Determine how many lines in the listing below contain the string "building", treating uppercase and lowercase letters as distinct. Provide only the number.

____________

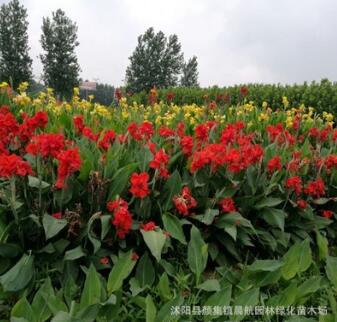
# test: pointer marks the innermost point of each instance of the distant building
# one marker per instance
(88, 86)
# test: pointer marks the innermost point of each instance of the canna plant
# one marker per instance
(104, 210)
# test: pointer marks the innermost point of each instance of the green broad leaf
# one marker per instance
(208, 217)
(305, 256)
(154, 240)
(62, 317)
(18, 277)
(251, 179)
(233, 218)
(263, 278)
(231, 230)
(34, 182)
(63, 196)
(145, 273)
(55, 303)
(9, 250)
(96, 243)
(22, 309)
(165, 313)
(135, 287)
(211, 285)
(197, 253)
(164, 288)
(121, 179)
(322, 318)
(321, 201)
(120, 271)
(289, 295)
(322, 244)
(245, 299)
(87, 314)
(85, 171)
(70, 290)
(92, 289)
(331, 269)
(267, 265)
(168, 267)
(297, 259)
(248, 298)
(274, 217)
(268, 202)
(52, 226)
(173, 225)
(312, 285)
(171, 188)
(74, 253)
(151, 310)
(39, 304)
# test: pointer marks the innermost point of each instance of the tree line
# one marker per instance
(157, 61)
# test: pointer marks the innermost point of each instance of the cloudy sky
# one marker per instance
(236, 41)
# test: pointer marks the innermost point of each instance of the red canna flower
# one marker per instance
(274, 164)
(294, 183)
(165, 132)
(187, 145)
(315, 189)
(104, 260)
(57, 215)
(122, 221)
(107, 140)
(146, 130)
(184, 202)
(88, 133)
(118, 94)
(134, 256)
(69, 162)
(170, 96)
(302, 204)
(139, 184)
(160, 162)
(327, 213)
(117, 203)
(13, 165)
(181, 129)
(46, 145)
(227, 205)
(243, 90)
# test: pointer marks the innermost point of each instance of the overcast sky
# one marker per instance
(236, 41)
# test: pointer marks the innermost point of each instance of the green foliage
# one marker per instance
(320, 95)
(156, 61)
(190, 73)
(60, 66)
(15, 62)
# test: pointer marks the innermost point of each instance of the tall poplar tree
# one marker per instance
(15, 62)
(190, 73)
(60, 65)
(156, 61)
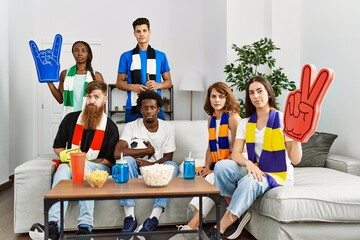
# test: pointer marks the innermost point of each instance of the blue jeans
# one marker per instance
(129, 117)
(233, 181)
(86, 208)
(134, 173)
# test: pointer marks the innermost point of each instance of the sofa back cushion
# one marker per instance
(316, 149)
(190, 136)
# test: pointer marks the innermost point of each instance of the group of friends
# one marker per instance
(244, 158)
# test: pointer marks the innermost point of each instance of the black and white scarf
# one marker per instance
(135, 69)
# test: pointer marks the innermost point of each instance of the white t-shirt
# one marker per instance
(259, 139)
(163, 140)
(217, 136)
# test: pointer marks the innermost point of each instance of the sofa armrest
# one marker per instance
(32, 180)
(343, 164)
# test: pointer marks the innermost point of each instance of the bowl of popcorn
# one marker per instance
(96, 178)
(157, 175)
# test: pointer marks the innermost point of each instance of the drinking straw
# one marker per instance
(79, 146)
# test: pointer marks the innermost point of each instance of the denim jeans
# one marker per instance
(86, 208)
(134, 173)
(233, 181)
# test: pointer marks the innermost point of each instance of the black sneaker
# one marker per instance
(37, 231)
(149, 225)
(212, 233)
(130, 225)
(235, 229)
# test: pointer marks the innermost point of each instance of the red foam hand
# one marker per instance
(302, 108)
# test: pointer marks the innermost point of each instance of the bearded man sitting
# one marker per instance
(94, 133)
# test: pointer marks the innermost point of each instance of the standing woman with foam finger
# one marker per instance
(73, 81)
(268, 164)
(223, 110)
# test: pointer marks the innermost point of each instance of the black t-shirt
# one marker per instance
(66, 130)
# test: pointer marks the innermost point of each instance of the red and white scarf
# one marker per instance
(96, 143)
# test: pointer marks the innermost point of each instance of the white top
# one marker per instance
(217, 136)
(163, 140)
(259, 139)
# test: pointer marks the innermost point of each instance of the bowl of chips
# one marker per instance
(157, 175)
(96, 178)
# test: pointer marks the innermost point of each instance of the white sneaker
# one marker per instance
(185, 236)
(244, 220)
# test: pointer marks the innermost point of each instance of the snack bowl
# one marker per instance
(157, 175)
(96, 178)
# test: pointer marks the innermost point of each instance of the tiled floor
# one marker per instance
(6, 222)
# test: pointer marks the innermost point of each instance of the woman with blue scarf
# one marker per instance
(268, 164)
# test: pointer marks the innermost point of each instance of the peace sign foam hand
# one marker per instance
(302, 108)
(47, 62)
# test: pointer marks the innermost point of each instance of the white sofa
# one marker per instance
(323, 204)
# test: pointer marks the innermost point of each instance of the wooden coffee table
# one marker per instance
(65, 190)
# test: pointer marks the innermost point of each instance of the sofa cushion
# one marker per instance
(316, 149)
(319, 194)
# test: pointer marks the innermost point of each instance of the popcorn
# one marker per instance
(157, 175)
(96, 178)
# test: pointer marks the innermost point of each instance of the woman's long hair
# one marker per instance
(89, 59)
(231, 105)
(249, 107)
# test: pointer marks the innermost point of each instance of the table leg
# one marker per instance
(47, 206)
(61, 219)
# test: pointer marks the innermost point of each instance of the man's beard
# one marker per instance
(91, 116)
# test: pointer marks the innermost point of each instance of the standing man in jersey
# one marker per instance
(142, 68)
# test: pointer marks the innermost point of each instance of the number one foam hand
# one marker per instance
(302, 108)
(47, 62)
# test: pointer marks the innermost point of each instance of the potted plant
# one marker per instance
(166, 103)
(250, 59)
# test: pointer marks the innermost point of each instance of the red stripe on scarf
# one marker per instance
(77, 134)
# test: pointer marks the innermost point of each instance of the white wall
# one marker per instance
(4, 93)
(176, 29)
(330, 38)
(322, 32)
(194, 35)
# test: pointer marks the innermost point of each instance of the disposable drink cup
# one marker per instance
(78, 166)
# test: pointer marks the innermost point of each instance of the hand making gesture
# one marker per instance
(302, 108)
(47, 61)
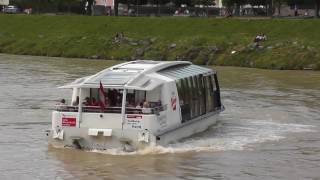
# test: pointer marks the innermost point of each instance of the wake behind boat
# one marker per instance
(137, 104)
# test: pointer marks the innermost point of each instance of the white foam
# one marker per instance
(236, 137)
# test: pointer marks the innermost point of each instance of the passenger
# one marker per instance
(146, 104)
(94, 102)
(76, 103)
(130, 104)
(87, 101)
(118, 101)
(139, 106)
(107, 102)
(62, 102)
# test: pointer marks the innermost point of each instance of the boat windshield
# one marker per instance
(110, 101)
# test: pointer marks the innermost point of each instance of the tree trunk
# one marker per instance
(317, 8)
(279, 7)
(116, 4)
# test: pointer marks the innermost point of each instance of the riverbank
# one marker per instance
(291, 44)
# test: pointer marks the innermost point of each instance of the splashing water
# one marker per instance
(227, 137)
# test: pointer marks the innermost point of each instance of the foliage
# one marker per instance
(291, 44)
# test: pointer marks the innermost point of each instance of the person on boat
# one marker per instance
(87, 101)
(94, 102)
(139, 106)
(62, 102)
(146, 104)
(76, 103)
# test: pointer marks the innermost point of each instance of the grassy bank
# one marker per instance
(291, 44)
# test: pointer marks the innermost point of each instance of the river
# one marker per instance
(270, 129)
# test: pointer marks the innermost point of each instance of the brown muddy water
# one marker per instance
(270, 129)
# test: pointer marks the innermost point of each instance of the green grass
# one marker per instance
(291, 44)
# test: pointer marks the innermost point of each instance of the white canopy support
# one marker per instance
(123, 108)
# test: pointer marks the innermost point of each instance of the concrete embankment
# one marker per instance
(290, 44)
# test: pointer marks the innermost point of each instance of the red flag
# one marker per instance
(102, 97)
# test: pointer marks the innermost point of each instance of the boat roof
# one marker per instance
(140, 75)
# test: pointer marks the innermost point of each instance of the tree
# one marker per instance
(205, 3)
(230, 4)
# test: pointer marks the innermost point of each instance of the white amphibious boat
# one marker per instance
(137, 104)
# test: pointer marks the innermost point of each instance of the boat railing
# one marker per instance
(117, 110)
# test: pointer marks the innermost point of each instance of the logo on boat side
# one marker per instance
(68, 121)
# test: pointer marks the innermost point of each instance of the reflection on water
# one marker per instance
(270, 129)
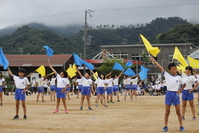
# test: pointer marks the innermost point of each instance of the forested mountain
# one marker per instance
(187, 33)
(160, 30)
(61, 30)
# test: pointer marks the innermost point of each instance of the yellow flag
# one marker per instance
(51, 73)
(178, 56)
(71, 72)
(41, 70)
(193, 62)
(152, 50)
(180, 67)
(74, 67)
(96, 73)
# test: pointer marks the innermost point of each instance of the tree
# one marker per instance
(107, 66)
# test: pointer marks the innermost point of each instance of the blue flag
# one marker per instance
(88, 65)
(143, 68)
(129, 72)
(118, 66)
(78, 61)
(49, 51)
(128, 64)
(143, 74)
(3, 60)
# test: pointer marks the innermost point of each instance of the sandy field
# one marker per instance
(143, 115)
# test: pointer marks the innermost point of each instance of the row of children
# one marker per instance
(84, 85)
(186, 79)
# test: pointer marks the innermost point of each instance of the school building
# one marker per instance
(138, 52)
(31, 62)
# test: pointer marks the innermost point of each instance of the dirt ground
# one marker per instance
(144, 115)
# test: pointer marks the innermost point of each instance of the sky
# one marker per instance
(117, 12)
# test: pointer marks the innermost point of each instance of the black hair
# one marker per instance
(22, 70)
(171, 65)
(65, 74)
(53, 75)
(39, 75)
(1, 75)
(100, 75)
(190, 69)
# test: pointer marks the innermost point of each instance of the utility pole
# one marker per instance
(85, 37)
(21, 50)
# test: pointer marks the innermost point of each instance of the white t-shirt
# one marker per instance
(52, 81)
(62, 82)
(45, 83)
(100, 82)
(40, 82)
(127, 81)
(172, 82)
(2, 80)
(115, 81)
(86, 82)
(189, 80)
(109, 82)
(157, 86)
(21, 83)
(33, 83)
(79, 81)
(134, 81)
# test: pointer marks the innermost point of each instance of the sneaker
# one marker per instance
(16, 117)
(194, 118)
(25, 117)
(89, 108)
(66, 111)
(81, 108)
(165, 129)
(56, 111)
(182, 129)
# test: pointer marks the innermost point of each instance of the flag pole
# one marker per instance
(150, 56)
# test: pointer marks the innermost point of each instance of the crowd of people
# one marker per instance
(104, 87)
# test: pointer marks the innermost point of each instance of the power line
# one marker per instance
(150, 7)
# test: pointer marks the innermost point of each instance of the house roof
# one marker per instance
(100, 61)
(37, 60)
(155, 45)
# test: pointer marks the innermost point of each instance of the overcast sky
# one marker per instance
(117, 12)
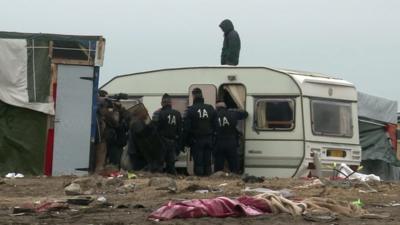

____________

### Answer in full
2